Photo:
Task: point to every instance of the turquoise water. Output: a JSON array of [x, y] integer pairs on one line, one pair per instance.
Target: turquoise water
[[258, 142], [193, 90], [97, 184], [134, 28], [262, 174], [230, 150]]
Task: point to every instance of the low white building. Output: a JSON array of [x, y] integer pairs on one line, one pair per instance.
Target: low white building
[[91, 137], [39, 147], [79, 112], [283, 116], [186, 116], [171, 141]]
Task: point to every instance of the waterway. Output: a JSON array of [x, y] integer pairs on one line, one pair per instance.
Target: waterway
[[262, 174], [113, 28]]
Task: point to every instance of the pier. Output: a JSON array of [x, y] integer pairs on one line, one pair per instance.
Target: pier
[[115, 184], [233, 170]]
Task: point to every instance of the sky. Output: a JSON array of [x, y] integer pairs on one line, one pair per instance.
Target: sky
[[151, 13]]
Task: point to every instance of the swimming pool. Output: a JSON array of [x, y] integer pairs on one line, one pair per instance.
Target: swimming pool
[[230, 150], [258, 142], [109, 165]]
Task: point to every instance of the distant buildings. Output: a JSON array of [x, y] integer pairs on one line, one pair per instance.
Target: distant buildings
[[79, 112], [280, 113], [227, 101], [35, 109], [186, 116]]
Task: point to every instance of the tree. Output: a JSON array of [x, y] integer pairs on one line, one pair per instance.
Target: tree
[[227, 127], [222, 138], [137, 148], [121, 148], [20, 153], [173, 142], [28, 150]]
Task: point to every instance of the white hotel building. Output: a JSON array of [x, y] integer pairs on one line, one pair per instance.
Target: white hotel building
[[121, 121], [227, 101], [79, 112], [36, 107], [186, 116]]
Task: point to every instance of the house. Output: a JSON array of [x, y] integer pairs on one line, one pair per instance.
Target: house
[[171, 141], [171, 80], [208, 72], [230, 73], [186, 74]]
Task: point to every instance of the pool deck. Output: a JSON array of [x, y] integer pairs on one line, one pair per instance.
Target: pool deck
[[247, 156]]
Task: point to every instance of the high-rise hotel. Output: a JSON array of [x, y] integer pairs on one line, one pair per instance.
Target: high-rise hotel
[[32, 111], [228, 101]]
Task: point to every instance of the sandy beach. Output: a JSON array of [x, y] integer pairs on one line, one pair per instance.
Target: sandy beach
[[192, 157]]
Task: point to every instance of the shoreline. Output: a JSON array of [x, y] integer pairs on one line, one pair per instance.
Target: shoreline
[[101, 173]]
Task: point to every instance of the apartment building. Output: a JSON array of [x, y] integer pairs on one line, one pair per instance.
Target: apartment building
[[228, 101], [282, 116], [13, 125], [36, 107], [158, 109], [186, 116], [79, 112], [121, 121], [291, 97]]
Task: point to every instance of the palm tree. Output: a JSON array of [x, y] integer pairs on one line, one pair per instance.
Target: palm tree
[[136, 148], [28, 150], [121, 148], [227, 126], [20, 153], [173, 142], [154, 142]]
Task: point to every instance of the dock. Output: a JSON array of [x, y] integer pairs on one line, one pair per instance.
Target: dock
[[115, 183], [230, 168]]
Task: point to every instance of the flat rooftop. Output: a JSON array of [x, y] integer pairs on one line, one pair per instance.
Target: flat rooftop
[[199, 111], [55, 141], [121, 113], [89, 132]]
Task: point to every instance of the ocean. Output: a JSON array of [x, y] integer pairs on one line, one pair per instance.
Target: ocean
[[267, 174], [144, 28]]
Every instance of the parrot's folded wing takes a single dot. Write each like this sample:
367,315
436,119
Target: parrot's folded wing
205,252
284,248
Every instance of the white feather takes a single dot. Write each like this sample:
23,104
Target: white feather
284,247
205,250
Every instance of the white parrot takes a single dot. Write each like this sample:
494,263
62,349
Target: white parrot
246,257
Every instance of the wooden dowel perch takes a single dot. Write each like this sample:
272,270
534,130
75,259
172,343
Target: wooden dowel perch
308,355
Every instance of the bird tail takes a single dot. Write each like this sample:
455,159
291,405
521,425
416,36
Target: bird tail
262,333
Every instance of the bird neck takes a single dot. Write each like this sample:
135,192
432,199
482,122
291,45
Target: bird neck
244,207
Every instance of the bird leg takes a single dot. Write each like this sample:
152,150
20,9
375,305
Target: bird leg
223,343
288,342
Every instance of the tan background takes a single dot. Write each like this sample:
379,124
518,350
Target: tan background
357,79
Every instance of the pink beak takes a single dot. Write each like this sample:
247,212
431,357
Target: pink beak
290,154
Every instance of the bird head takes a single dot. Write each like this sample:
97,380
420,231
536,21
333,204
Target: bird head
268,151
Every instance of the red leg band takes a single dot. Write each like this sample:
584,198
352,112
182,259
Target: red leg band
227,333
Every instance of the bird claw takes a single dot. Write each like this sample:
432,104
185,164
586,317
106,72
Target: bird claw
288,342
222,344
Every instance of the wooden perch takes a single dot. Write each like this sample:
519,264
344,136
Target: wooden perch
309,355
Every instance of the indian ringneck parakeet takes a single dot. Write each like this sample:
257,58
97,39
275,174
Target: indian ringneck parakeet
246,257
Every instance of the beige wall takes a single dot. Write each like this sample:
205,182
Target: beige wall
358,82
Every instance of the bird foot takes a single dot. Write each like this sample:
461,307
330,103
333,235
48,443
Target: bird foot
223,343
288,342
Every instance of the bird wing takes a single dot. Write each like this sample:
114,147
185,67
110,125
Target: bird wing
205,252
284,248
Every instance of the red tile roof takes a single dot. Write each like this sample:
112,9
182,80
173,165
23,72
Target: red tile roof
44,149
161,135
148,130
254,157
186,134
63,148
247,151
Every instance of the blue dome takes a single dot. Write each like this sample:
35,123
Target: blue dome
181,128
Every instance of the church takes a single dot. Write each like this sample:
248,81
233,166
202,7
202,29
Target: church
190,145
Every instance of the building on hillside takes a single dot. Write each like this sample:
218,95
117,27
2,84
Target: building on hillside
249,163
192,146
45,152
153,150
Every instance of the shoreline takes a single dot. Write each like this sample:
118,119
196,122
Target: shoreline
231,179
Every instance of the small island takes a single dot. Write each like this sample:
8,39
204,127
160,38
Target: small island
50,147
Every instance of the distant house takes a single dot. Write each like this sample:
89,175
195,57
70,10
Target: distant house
+++++
What is being asked:
Could you output each line above exactly as it was given?

Written response:
Photo:
Task: point to every instance of the turquoise water. Output: a JSON array of [x, y] integer pairs on one line, one pair per instance.
Target: turquoise water
[[258, 142], [193, 90], [97, 184], [134, 28], [262, 174], [230, 150]]
Task: point to every instance of the low white building. Output: a JSON array of [x, y] integer pairs on one line, one pair per instance.
Target: low white building
[[91, 137], [39, 147], [79, 112], [283, 116], [186, 116], [171, 141]]
Task: point to every instance of the waterway. Output: a JSON array of [x, y] integer pairs on one line, one pair per instance.
Target: waterway
[[262, 174], [113, 28]]
Task: point to every instance of the pier. Output: a JSON array of [x, y] integer pairs on one line, one pair per instance.
Target: pier
[[115, 184], [233, 170]]
Task: point to every instance of the sky. Output: a JSON array of [x, y] integer pairs on one line, one pair per instance.
Target: sky
[[151, 13]]
Task: point to every instance of the swimming pool. Output: a JSON array of [x, y] integer pairs on one line, one pair per instance.
Target: swimming pool
[[230, 150], [258, 142], [109, 165]]
Task: point to every instance of the distant buildings. Output: a JSON array of [x, y] integer pairs on one line, one pair per instance.
Target: distant buildings
[[79, 112], [280, 113], [227, 101], [35, 109], [186, 116]]
Task: point to every instance of the tree. Output: a JSON array of [x, y] integer pairs on one line, one pair per instance.
Target: tree
[[227, 127], [222, 138], [137, 148], [121, 148], [20, 153], [173, 142], [28, 150]]
Task: point to every instance of the white hotel building. Output: a JSON array of [x, y] integer pairs on one line, one pair per instance.
Target: white hotel building
[[121, 121], [227, 101], [79, 112], [36, 107], [186, 116]]
Task: point to every instance of the house. Output: a JSON array of [x, y] integer pairs on one line, one pair per instance.
Target: house
[[171, 141], [171, 80], [208, 72], [230, 73], [186, 74]]
Task: point to every instance of the pool deck. Output: a JSON array of [x, y] integer pairs on one line, one pair per instance.
Target: pool deck
[[247, 156]]
Task: point to every instance of the high-rise hotel. Output: a JSON array of [x, y] integer pairs on one line, one pair per instance.
Target: high-rise hotel
[[32, 111], [228, 101]]
Task: point to every instance of the sandy beach. Output: a JSON array of [x, y] integer pairs on one line, one pair per instance.
Target: sandy beach
[[192, 157]]
Task: point to every instance of the shoreline. Output: a JSON array of [x, y] integer pairs on one line, one pair per instance.
Target: shoreline
[[101, 173]]
Task: point to every instance of the apartment building. Output: a JSON array of [x, y] integer pairs on one line, one pair per instance.
Target: apartment building
[[228, 101], [282, 116], [13, 125], [36, 107], [158, 109], [186, 116], [79, 112], [121, 121], [291, 97]]
Task: point to every instance of the palm tree. Output: a JSON array of [x, y] integer pairs on one line, one pair per instance.
Target: palm tree
[[136, 148], [28, 150], [121, 148], [227, 126], [20, 153], [173, 142], [154, 142]]
Task: point to every instance of the dock. Output: a JSON array of [x, y] integer pairs on one line, one pair per instance.
Target: dock
[[115, 183], [230, 168]]
Task: point to every instance of the flat rooftop. Output: a JSON array of [x, y] integer pairs on one line, one pair per instance.
Target: flat rooftop
[[199, 111], [55, 141], [121, 113], [89, 132]]
Task: point to every instance of the ocean. Output: a JSON array of [x, y] integer pairs on one line, one pair per instance.
Target: ocean
[[267, 174], [144, 28]]
Every instance of the parrot's folded wing takes a single dot. Write each like this sample:
367,315
436,119
Target: parrot's folded wing
205,252
284,248
Every instance of the white feather takes a single dot. Write each like this sample:
23,104
Target: white feather
284,247
205,250
Every instance of the white parrot takes a single dot. Write each like this sample:
494,263
62,349
Target: white parrot
246,257
Every instance of the wooden dowel perch takes a single dot. Write each like this sample:
272,270
534,130
75,259
172,343
Target: wooden dowel perch
308,355
Every instance of the bird tail takes a single dot. Write each like this sample:
455,159
291,405
521,425
416,36
Target: bird tail
262,333
Every instance of the bird neck takes a single dot. Write each like this sample:
135,192
432,199
482,122
291,45
Target: bird neck
244,207
Every instance of the bird leg takes a single dot. Write each like this sample:
152,150
20,9
375,305
Target: bird leg
223,343
288,342
Every instance of the tan background takes a single dot. Write each like this sample:
379,124
518,350
Target: tan background
357,79
Every instance of the pink beak takes a single dot. Write each like this sample:
247,212
431,357
Target: pink beak
290,154
Every instance of the bird head takes a single dot. Write each like this sample:
97,380
420,231
536,21
333,204
Target: bird head
268,151
Every instance of the red leg band takes a single dot. Write each like this sample:
584,198
352,112
182,259
Target: red leg band
227,333
Every instance of the bird claw takes a single dot. Write each like this sample:
432,104
185,164
586,317
106,72
Target: bird claw
288,342
222,344
Every instance of the wooden perch takes a single dot. Write each like this sample:
519,264
344,136
Target: wooden perch
309,355
Every instance of the indian ringneck parakeet takes a single dot. Write each like this sample:
257,58
97,39
275,174
Target: indian ringneck parakeet
246,257
Every instance of the beige wall takes a single dot. Write each like this sample:
205,182
Target: beige wall
358,82
Every instance of the bird foot takes a single dot. Write each like this sample:
461,307
330,103
333,235
48,443
Target: bird foot
223,343
288,342
Every instance of the bird wing takes a single dot. Write each like this sample:
114,147
185,67
110,125
Target: bird wing
205,252
284,248
Every instance of the red tile roof takes a single dot. Write each like this sample:
112,9
182,80
173,165
23,72
Target: red tile roof
44,149
161,135
148,130
254,157
186,134
63,148
247,151
Every instance of the blue dome takes a single dot. Write each like this sample:
35,123
Target: blue dome
181,128
Every instance of the church takes a single dot. Write each like this sample:
248,81
233,166
202,7
202,29
Target: church
190,145
Every instance of the building on hillside takes a single dot. Write each like this sample:
218,95
117,27
2,84
Target: building on hillside
249,163
192,146
45,152
153,150
Every instance of the shoreline takes a single dot. Write each like this sample:
118,119
196,122
Target: shoreline
231,179
Every instance of the small island takes a single dot. Write each like this sample:
8,39
204,127
160,38
Target: small island
50,147
Every instance of the distant house takes a single dot. Write each like this sample:
89,175
195,57
70,10
Target: distant house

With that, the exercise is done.